#### 해야 할 일
"Find the **glass" 문구가 들어 있는 줄로 시작해 "[[[179,147],[177,119],[142,149],[142,209],[158,208],[179,165]]]" 문구가 들어 있는 줄로 끝나는 부분을 다시 쓰되, "cabinet door" 표현만 "cupboard door" 표현으로 바꾸고 나머지는 그대로 두시오. 사진은 답에 넣지 마시오.

#### 저장된 자료
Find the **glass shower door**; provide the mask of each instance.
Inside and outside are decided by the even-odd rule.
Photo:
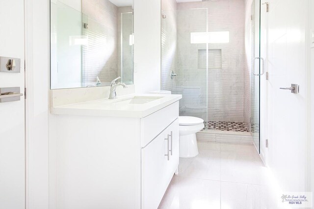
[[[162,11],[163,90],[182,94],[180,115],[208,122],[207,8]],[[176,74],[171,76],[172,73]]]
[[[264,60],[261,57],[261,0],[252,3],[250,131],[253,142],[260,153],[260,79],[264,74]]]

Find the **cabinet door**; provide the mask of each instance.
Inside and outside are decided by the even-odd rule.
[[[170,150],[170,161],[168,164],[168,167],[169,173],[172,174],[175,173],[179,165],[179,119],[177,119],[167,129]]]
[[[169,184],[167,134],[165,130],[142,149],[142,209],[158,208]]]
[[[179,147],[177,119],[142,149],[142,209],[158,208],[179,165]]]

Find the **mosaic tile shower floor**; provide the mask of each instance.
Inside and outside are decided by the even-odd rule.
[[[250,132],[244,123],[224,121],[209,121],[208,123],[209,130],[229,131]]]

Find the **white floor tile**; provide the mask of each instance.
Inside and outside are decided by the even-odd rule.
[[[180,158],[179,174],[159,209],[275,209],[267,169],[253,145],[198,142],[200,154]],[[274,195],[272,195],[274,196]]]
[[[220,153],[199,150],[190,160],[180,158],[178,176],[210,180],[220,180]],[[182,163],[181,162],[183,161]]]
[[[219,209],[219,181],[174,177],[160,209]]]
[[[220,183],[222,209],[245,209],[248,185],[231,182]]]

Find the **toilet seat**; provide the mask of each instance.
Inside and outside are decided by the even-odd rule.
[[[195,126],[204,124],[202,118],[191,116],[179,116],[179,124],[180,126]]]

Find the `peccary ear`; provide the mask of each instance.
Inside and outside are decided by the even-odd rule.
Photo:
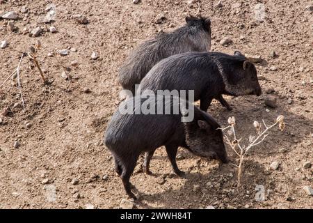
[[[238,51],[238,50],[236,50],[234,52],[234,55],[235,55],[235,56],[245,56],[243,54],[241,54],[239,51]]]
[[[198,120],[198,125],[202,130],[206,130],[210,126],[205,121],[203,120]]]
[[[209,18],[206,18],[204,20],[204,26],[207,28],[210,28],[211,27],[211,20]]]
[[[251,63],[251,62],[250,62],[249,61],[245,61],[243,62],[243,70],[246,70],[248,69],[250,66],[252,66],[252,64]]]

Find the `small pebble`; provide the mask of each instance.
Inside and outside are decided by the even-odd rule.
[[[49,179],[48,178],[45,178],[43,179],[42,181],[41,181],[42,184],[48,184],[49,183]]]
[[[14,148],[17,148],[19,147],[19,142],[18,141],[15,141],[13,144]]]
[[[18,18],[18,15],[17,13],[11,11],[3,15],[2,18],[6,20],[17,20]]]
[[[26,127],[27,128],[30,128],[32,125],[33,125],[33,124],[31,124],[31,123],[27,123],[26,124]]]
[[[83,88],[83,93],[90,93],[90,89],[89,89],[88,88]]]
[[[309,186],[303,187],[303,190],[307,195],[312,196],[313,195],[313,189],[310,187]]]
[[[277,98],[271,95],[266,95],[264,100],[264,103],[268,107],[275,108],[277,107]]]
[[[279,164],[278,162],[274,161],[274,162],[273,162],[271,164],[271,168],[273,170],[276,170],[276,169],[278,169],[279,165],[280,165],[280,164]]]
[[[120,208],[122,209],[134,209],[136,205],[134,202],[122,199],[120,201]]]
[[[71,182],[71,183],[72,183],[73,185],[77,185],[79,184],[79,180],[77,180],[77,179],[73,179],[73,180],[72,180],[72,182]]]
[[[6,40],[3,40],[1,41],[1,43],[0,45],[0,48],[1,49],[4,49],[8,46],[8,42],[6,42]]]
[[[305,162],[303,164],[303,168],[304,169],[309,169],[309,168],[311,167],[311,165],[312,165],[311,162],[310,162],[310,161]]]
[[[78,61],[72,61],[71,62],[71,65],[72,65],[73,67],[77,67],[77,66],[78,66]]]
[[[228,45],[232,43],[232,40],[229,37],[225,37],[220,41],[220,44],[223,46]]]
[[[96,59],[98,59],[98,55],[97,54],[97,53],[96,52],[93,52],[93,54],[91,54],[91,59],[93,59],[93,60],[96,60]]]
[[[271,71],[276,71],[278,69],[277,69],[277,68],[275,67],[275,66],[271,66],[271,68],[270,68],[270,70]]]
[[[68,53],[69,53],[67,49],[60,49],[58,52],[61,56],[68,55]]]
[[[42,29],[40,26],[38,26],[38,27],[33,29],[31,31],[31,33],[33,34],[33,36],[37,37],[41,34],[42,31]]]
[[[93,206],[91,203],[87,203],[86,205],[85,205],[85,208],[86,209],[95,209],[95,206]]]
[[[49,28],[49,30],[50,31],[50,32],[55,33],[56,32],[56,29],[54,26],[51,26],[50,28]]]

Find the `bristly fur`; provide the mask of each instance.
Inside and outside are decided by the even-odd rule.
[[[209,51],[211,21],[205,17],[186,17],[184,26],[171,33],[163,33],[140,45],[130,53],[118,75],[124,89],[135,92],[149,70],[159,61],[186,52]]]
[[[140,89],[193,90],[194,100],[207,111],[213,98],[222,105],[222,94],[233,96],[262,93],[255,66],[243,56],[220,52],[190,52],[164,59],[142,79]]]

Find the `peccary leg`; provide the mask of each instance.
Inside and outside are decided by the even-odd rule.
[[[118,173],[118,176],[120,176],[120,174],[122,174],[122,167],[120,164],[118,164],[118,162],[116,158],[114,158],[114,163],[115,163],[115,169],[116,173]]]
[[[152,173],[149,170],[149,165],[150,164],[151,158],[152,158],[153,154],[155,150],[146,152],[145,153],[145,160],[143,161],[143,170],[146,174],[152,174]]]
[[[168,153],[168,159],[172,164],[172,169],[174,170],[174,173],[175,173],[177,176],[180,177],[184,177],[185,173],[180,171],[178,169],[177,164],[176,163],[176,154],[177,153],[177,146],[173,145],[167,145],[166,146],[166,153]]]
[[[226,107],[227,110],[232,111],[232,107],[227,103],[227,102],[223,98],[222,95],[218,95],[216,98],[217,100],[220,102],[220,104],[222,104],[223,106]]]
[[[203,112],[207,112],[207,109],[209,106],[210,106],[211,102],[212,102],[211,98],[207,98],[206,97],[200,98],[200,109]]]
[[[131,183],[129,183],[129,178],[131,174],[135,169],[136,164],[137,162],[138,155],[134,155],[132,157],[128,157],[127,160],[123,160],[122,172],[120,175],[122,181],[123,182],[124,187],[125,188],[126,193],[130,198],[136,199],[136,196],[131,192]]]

* * *

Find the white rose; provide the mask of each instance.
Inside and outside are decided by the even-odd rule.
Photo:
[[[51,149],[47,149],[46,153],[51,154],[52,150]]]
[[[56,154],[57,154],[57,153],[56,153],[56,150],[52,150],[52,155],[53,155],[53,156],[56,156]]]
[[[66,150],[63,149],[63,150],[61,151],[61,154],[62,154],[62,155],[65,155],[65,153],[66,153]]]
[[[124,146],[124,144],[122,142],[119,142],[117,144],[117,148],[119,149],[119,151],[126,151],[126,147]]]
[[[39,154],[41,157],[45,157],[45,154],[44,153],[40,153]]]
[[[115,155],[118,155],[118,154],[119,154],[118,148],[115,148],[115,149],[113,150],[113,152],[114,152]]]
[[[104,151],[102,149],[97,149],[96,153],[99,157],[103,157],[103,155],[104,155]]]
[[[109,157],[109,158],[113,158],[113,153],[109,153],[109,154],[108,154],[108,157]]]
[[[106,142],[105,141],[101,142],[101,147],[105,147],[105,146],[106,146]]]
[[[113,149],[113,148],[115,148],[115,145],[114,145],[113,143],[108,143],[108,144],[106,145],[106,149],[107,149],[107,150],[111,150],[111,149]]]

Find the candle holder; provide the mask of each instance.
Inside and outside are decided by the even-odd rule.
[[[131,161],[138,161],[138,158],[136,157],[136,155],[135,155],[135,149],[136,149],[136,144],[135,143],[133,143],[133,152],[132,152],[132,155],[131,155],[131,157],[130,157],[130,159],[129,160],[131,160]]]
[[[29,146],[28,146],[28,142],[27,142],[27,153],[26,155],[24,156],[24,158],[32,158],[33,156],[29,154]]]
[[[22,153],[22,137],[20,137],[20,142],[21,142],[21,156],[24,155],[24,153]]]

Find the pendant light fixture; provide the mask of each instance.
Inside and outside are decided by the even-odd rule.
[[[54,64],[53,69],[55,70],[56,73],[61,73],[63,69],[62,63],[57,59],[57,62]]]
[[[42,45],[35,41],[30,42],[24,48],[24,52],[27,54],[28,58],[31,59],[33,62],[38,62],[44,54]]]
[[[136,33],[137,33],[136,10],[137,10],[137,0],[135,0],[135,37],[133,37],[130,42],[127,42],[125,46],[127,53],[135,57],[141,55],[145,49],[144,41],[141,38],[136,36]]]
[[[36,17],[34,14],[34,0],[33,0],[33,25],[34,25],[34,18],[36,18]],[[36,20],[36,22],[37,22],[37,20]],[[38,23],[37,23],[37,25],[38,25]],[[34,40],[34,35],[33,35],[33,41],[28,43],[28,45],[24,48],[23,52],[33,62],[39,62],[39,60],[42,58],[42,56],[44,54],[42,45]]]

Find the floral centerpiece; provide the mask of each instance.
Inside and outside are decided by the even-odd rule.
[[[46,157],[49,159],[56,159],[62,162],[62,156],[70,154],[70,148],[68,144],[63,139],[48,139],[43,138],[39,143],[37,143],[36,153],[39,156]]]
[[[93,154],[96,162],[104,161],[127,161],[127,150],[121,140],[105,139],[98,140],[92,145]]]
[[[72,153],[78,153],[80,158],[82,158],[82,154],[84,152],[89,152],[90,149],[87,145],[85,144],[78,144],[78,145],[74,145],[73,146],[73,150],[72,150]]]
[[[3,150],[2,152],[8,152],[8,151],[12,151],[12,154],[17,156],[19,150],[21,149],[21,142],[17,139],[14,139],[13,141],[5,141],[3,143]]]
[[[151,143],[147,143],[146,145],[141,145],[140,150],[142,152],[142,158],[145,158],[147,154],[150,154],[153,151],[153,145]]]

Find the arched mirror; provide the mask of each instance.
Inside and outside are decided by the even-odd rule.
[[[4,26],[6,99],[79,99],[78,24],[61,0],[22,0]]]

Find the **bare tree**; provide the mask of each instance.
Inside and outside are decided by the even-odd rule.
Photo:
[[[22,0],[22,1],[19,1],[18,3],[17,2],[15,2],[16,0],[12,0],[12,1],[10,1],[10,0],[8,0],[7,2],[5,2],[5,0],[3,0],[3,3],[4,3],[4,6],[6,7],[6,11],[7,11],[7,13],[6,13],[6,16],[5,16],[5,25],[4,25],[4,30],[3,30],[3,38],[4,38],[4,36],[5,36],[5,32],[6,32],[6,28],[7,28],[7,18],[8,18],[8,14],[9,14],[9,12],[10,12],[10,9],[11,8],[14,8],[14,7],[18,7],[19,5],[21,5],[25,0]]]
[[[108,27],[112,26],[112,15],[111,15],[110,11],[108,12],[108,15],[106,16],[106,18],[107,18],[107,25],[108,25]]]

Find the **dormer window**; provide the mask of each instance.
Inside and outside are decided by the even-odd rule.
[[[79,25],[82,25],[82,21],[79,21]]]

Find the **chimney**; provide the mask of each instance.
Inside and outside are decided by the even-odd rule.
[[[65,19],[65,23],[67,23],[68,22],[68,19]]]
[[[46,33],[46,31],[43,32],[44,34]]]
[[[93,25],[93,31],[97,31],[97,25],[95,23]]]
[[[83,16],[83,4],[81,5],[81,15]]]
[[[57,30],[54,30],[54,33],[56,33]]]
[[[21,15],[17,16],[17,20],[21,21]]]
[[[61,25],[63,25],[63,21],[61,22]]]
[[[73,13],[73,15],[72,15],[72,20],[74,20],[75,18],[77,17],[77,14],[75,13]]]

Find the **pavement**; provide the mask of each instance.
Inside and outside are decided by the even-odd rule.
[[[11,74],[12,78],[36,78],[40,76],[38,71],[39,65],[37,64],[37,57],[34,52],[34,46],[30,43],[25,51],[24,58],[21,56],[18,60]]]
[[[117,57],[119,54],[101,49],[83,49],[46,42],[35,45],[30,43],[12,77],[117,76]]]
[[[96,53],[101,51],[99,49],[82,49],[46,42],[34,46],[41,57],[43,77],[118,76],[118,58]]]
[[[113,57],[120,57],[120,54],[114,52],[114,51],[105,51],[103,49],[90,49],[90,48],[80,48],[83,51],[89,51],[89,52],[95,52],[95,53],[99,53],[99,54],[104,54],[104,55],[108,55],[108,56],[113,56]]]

#### 연습 결과
Find the **glass shower door**; provide the mask of each instance.
Inside and outside are decided by the even-odd rule.
Photo:
[[[162,11],[163,90],[182,94],[180,115],[208,122],[207,8]],[[176,74],[171,76],[172,73]]]
[[[264,60],[261,57],[261,0],[252,3],[250,131],[253,142],[260,153],[260,79],[264,74]]]

Find the **cupboard door**; provide the mask of each instance.
Inside and outside are decided by the even-odd rule.
[[[170,150],[170,161],[168,164],[168,167],[169,173],[172,174],[175,173],[179,165],[179,119],[177,119],[167,129]]]
[[[169,184],[167,134],[165,130],[142,149],[142,209],[158,208]]]
[[[179,147],[177,119],[142,149],[142,209],[158,208],[179,165]]]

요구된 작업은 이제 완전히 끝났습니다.